To-do list
A. Name every option the data privacy text puts forward for the letter C.
B. Answer these questions from the data privacy text:
(i) Which body approved the Advance Encryption Standard?
(ii) What kind of law was California the first state to enact?
(iii) On whom do HIPAA and the HITECH Act impose privacy and data security obligations?
C. Copy the stretch of the data privacy text from "C is for . ." through "above and below.", substituting "Regulation" for "Directive".
— Start of Text extract —
Celebrating Data Privacy from A to Z
In honor of Data Privacy Day and its spirit of education, I thought it might be appropriate (and fun) to celebrate some (but certainly not all) of the A, B, Cs of Data Privacy. Would love to see your contributions, too!
A is for Advance Encryption Standard or AES, approved by NIST. Are you encrypting transmissions of sensitive data and portable storage devices? See more below.
B is for Breach Notification Laws, including the 45 state laws, District of Columbia, Puerto Rico, Virgin Islands, HITECH Act, and international regulations. (Also Behavioral Advertising.)
C is for . . . what to Choose? -- Contracts? Cloud Computing? How about California - the first state to enact a breach notification law, California Civil Code sections 1798.29, 1798.82 et seq. (SB 1386), and the first state Office of Privacy Protection
D is for Data Protection Authorities in the European Union
E is for the EU Data Protection Directive. Oh, and Encryption, of course. See above and below.
F is for Financial Institutions, regulated by (wait for it . . . after the jump . . .)
G is for the Gramm-Leach-Bliley Act and the new model privacy notice form
H is for HIPAA and the HITECH Act, which impose privacy and data security obligations on health care providers and their business associates
I is for the International Association of Privacy Professionals, IAPP
J is for John and Jane Doe, anonymity - is there any such thing?
— End of Text extract —
— Start of Provided material —
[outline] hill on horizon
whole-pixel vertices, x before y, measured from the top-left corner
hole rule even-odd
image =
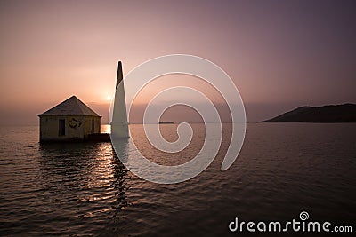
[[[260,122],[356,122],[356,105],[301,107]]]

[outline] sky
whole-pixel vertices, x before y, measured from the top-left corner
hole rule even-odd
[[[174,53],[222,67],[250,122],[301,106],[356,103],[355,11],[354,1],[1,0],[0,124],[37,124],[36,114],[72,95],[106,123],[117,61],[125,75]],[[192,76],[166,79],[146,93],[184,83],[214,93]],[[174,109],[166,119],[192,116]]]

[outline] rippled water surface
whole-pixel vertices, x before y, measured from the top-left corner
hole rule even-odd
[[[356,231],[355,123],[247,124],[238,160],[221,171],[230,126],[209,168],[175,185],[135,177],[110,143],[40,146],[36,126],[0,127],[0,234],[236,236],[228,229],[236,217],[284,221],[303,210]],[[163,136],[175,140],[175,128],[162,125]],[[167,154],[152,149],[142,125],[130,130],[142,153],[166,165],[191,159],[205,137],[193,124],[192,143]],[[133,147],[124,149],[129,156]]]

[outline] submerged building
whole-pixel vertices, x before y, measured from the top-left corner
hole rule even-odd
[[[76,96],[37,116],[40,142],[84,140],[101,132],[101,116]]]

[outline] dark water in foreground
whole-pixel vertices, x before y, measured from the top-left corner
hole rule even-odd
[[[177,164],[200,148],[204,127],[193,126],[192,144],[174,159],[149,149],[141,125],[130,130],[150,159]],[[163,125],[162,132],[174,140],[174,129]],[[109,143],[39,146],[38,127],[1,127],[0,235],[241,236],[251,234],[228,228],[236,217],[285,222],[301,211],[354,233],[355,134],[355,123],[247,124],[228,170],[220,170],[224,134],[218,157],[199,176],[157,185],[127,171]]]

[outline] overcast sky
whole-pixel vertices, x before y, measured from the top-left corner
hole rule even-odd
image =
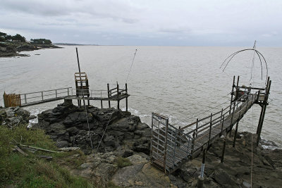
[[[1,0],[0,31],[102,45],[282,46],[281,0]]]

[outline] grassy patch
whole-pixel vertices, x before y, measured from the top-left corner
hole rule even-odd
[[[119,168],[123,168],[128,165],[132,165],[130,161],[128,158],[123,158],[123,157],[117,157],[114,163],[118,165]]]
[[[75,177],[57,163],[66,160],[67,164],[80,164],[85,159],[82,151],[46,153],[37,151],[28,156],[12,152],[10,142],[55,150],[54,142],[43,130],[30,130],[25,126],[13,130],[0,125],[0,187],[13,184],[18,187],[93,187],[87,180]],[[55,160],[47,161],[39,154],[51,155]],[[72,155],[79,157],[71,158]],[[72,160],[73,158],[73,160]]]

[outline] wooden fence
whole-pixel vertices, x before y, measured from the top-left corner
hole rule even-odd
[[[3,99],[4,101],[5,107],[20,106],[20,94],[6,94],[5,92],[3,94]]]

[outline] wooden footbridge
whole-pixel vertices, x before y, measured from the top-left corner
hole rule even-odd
— End of Provided material —
The responses
A. Contracts, Cloud Computing, California

B.
(i) NIST
(ii) A breach notification law
(iii) Health care providers and their business associates

C.
C is for . . . what to Choose? -- Contracts? Cloud Computing? How about California - the first state to enact a breach notification law, California Civil Code sections 1798.29, 1798.82 et seq. (SB 1386), and the first state Office of Privacy Protection
D is for Data Protection Authorities in the European Union
E is for the EU Data Protection Regulation. Oh, and Encryption, of course. See above and below.